_Exercise requirements_
In the piece on mindful New Year resolutions, what two items should have made up the shorter list?

_Page excerpt_
▬▬▬
Mindful New Year Resolutions

Every December, come the 29th or so, I get into what almost feels like nesting for a new year. The diaries get purchased, wall planners blu tacked, rooms, cupboards and shelves tidied. My very special guest, the new year is about to arrive and I need to put my best face forward. There was also a time I would diligently write up my resolutions. I had various approaches to planning what goals were going to define my new year, but lets just say across a decade there were common themes:

·             Lose weight

·             Exercise more

·             Drink less

·             Be kinder

·             Make more time for friends

·             Save more money

·             Be neater/tidier/cleaner

·             Blah blah blah

When I think back now, those resolutions are simply a wish list of ‘adulting’ and unsurprisingly if I hadn’t nailed shiz like tidying my room already, wasn’t likely I was going to nail that in a new year. No wonder new years resolutions have a short shelf life, and tend to not only get abandoned but leave a nasty feeling of failure; What I should have had on my list, to save a lot of time and heartache was much shorter:

·             Tidy my mind

·             Surrender to what is

That is all. By uncluttering my mind, being present and focussed, all the other outcomes would have happened as they are outer symptoms of inner disquiet, rather than being the thing to fix. That memo would have been welcome in a Christmas cracker a couple of decades earlier. Tidying you mind (well in my case) has felt a lot more active. Tidying feels like I’m gently picking up stray crumbs with a dustpan. In reality, it’s more akin to bringing in a front end loader and shovelling piles of waste onto a tip. Mmmm. I can feel the Iibis and seagulls pecking over my rotting mind waste as we speak.

As my resolution list diminished, I realised that planning was part of the problem of believing that I had a lot more control over what was coming down the line. By making plans that were related to what I wanted to happen, I wasn’t creating a blueprint for what I needed to do to make the space to appreciate what could happen. Small but subtle difference. If I mash up my spiritual with my lean start up, which as you know I oh so love to do, it is creating measurable short term goals to reach a quarterly result, which are inherently agile. They contribute to an overarching outcome, and have values at their core, but they aren’t the only way to get there, and I have to have a loose grip as an opportunity may materialise that is far better, but I would miss it if I stuck to a fixed path.

Surrender to what is makes agility easy, you don’t have to do anything except the incredibly hard practice of staying present and mindful, to really being where you are and immersed in what you are doing, and who you are doing it with. By being here now, you get the immense benefit of actually experiencing life in the moment, which is actually the best version of adulting there is.
▬▬▬
_Source information_
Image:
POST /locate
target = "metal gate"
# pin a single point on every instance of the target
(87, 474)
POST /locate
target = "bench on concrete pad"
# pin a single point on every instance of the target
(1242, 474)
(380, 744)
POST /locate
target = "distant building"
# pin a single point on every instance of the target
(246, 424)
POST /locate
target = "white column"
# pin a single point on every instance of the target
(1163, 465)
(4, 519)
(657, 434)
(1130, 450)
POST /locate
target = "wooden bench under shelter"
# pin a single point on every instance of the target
▬▬▬
_Task response_
"Tidy my mind" and "Surrender to what is."